Attività 1
Trascriva il passo della recensione che comincia con "Non dovrebbe essere" e si conclude con "dell'accettazione della morte?".
Attività 2
Risponda alle seguenti domande sulla recensione:
(a) Quale capitolo viene citato tra parentesi?
(b) Di quali conoscenze ha bisogno il lettore perché molte considerazioni dell'autore non risultino ostiche?
(c) Quali motivazioni vengono indicate per cui una persona non interessata a quegli argomenti potrebbe comunque leggere il libro?

Estratto fornito
========

Dettagli Recensione
Risultato ottenuto?
Un libro difficile. Difficile per chi lo scrive: per il figlio, costante e talvolta inopportuno (leggasi il capitolo "interludio") testimone del progressivo spegnersi del padre; per il padre che ogni giorno sente appunto che la sua morte è più vicina e ciò nonostante trova il coraggio di realizzare una interessante ed affascinante cronaca della propria vita e dei fatti storici avvenuti in quel periodo; e un libro difficile infine anche per chi lo legge: se non si ha una minima conoscenza di filosofia orientale e della storia della seconda metà del novecento molte considerazioni o intuizioni dell' autore risulteranno piuttosto ostiche. Certo viene spontaneo chiedersi perché qualcuno che non è interessato ad almeno uno degli argomenti sopracitati si metta a leggere questo libro (anche se le motivazioni possono essere tante: la fama dell’autore, il consiglio di un amico, o magari proprio la voglia di incominciare ad addentrarsi in questi argomenti), tuttavia anche il lettore addentro in questioni storico filosofiche, pur rimanendo appagato per quel che riguarda la sezione relativa all’aneddotica storico-biografica, noterà nascere in sé un conflitto sempre più acceso, vivo ed insopportabile, allorché si soffermerà a ragionare sulla parte filosofica. E questo conflitto interiore è in crescendo costante con il libro poiché la sua metà logica, quella del lettore (ammesso che di metà si voglia parlare), gli farà comprendere, se non addirittura approvare, la gioia e la curiosità con cui l'autore si appresta a dipartire da questo mondo, ma l’altra metà, quella governata dai sentimenti, lo farà soffrire per l'ineluttabile destino di un uomo che ha vissuto tanto e in maniera completa e che ormai è inesorabilmente condannato dalla malattia.
Non dovrebbe essere il contrario?
Se uno ha compreso l’ultimo messaggio di Terzani, se è vero quel che afferma, non dovrebbe sentire col cuore che ha ragione lui e con la logica della mente vedere invece che, al di là dei discorsi e della filosofia, lo scrittore è soltanto entrato nella fase dell'accettazione della morte?

========

Record forniti
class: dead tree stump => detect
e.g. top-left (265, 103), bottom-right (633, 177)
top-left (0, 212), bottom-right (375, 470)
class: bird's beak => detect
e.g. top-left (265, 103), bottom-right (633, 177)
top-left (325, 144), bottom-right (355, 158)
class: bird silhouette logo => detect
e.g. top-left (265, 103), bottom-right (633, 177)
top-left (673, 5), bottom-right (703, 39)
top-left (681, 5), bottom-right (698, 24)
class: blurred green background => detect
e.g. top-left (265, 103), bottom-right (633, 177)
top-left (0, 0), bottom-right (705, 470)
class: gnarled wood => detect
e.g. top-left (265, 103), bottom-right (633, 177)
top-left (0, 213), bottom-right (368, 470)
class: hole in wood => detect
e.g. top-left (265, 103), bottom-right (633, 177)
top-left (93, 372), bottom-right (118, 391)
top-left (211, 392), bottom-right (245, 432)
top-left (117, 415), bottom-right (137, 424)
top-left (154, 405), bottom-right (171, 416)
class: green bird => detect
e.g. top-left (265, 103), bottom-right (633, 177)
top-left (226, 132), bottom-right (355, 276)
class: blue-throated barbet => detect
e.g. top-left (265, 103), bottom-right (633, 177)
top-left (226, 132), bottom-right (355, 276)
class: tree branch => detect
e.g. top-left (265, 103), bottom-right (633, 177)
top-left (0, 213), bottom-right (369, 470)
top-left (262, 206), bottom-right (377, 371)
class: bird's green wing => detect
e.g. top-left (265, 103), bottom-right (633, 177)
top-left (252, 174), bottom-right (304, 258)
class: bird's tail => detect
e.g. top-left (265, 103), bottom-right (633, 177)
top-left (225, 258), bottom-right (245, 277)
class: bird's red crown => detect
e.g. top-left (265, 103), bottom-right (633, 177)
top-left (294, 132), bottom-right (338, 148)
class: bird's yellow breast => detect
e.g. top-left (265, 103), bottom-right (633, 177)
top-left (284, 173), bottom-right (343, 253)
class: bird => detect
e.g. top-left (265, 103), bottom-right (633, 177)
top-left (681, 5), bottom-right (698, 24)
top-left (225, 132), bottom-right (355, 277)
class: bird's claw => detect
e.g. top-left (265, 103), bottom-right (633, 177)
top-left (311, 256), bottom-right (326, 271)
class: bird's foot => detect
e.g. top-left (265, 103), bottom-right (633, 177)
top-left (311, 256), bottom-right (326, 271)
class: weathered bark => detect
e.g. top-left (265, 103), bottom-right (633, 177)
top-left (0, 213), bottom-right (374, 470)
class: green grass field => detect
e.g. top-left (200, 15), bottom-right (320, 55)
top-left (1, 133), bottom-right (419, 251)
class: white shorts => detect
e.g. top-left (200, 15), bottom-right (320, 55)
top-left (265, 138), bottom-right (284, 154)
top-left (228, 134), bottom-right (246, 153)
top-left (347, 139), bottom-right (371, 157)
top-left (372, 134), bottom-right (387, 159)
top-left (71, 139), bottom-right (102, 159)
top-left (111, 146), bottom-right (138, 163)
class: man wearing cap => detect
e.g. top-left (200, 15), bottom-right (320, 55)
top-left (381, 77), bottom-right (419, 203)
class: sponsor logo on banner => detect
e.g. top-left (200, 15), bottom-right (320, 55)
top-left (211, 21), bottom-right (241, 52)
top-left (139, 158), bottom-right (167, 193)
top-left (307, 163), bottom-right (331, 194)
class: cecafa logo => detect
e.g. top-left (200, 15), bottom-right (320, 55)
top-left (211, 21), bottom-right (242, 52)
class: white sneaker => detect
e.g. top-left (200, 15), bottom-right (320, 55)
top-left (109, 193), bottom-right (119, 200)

========

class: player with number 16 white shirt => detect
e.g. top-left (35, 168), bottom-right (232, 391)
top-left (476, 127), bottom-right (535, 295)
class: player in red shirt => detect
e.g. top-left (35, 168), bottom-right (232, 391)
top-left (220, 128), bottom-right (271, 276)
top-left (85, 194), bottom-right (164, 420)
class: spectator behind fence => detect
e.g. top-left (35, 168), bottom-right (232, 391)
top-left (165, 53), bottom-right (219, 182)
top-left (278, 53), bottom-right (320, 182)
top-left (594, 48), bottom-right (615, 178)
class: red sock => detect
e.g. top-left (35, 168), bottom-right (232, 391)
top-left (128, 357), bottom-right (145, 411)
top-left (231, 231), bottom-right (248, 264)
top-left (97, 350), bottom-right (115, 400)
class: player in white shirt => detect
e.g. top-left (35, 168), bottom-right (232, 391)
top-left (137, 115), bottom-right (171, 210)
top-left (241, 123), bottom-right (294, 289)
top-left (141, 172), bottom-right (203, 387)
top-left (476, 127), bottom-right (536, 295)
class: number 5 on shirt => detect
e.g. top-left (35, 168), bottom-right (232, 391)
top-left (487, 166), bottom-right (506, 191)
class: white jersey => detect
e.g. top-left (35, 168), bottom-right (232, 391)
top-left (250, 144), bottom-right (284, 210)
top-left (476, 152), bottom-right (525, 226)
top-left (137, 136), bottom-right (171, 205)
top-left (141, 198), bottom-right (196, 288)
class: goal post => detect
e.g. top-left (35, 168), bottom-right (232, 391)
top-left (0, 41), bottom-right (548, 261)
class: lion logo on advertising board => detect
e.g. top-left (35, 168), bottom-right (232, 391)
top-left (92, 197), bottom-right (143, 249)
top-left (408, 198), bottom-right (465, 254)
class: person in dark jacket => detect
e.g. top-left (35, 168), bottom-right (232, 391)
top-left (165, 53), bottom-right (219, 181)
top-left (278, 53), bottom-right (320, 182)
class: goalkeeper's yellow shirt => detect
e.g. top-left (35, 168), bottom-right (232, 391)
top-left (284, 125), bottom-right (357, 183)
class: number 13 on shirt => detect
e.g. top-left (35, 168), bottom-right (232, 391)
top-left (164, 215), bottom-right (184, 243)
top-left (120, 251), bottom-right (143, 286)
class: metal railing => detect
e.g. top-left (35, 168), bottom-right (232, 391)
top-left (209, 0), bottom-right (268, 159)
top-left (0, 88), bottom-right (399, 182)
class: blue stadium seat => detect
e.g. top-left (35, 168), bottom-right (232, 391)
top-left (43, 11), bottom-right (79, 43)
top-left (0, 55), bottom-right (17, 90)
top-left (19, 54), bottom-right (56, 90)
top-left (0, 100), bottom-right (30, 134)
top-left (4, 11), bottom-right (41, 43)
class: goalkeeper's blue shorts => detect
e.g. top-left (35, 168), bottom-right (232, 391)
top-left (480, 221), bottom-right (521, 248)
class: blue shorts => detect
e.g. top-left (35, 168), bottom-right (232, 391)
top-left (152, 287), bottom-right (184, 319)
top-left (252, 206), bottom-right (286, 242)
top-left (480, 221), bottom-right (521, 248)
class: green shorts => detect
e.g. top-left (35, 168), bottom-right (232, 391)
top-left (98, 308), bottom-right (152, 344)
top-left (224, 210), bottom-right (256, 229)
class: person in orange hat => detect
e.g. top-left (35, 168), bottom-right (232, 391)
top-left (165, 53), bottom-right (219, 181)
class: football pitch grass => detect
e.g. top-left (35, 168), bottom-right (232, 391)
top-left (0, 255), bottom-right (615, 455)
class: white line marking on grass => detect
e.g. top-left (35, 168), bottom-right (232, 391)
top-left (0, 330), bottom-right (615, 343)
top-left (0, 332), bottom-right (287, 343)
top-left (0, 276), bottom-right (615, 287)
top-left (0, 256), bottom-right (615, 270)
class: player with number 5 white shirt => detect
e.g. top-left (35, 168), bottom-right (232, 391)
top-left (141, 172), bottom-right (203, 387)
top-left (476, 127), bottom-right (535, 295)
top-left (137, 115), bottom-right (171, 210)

========

Risposta 1
Non dovrebbe essere il contrario?
Se uno ha compreso l’ultimo messaggio di Terzani, se è vero quel che afferma, non dovrebbe sentire col cuore che ha ragione lui e con la logica della mente vedere invece che, al di là dei discorsi e della filosofia, lo scrittore è soltanto entrato nella fase dell'accettazione della morte?

Risposta 2
(a) Il capitolo "interludio".
(b) Una minima conoscenza di filosofia orientale e della storia della seconda metà del Novecento.
(c) La fama dell'autore, il consiglio di un amico o la voglia di incominciare ad addentrarsi in questi argomenti.